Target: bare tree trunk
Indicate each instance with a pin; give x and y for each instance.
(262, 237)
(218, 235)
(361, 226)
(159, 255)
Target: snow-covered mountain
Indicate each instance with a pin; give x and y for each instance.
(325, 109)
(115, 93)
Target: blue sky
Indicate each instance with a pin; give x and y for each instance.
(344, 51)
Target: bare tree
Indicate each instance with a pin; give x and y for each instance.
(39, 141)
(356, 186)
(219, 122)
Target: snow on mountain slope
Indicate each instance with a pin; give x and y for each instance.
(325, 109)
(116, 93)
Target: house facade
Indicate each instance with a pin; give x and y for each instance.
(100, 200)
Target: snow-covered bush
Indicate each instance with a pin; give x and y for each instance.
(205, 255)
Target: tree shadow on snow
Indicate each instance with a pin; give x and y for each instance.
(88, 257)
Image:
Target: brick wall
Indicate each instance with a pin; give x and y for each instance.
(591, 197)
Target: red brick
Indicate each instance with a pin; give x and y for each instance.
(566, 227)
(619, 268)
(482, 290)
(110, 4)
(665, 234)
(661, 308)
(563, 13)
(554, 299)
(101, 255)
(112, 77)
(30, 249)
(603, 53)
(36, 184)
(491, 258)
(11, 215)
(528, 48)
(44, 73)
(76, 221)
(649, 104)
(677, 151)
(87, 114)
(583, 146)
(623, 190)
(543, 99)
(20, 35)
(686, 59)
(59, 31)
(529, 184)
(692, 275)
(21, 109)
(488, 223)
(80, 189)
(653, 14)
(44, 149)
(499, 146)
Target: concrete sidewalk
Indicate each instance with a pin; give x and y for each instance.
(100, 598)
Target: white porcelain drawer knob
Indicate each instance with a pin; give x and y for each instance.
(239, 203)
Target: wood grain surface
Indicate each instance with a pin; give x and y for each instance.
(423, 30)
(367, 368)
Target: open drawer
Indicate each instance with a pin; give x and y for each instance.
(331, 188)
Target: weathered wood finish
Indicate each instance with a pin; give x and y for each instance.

_GOAL:_ Repeat all of the material above word for word, from the first line to the last.

_EXERCISE RESULT:_
Target: bare tree trunk
Indicate each instance with a pin; give x and y for each instance.
(262, 237)
(218, 235)
(361, 226)
(159, 255)
Target: snow-covered mountain
Indicate each instance with a pin; give x and y for each instance.
(325, 109)
(115, 93)
Target: blue sky
Indicate each instance with a pin; give x and y for each instance.
(344, 51)
Target: bare tree
Indicate each instance with a pin; give x and y for each instance.
(39, 141)
(356, 186)
(219, 122)
Target: snow on mountain slope
Indicate each instance with a pin; give x and y for each instance.
(325, 109)
(116, 93)
Target: house facade
Indicate each instance with a pin; give x and y for each instance.
(100, 200)
Target: snow-covered bush
Indicate each instance with a pin; give x and y for each instance.
(205, 255)
Target: tree shadow on snow
Indicate each instance with a pin; give x and y for each instance.
(88, 257)
Image:
Target: brick wall
Indicate each instance with a pin; give x and y for each instance.
(591, 197)
Target: red brick
Indicate each instance with a pin; give x and y for each instance.
(566, 227)
(619, 268)
(482, 290)
(110, 4)
(665, 234)
(661, 308)
(563, 13)
(554, 299)
(101, 255)
(112, 77)
(30, 249)
(603, 53)
(36, 184)
(491, 258)
(11, 215)
(528, 48)
(44, 73)
(76, 221)
(649, 104)
(677, 151)
(87, 114)
(583, 146)
(623, 190)
(543, 99)
(20, 35)
(686, 59)
(59, 31)
(529, 184)
(692, 275)
(21, 109)
(488, 223)
(80, 189)
(653, 14)
(44, 149)
(499, 146)
Target: concrete sidewalk
Indicate each instance with a pin; give x and y for each instance.
(100, 598)
Target: white porcelain drawer knob
Indicate each instance with a pin; give x and y for each instance.
(239, 203)
Target: wood grain surface
Indicate each instance with a pin; give x and y for each instance.
(423, 30)
(367, 368)
Target: open drawer
Indicate each instance with a pin; give x and y for each instance.
(331, 188)
Target: weathered wood finish
Indicate each instance with a pin; give x and y for each instance.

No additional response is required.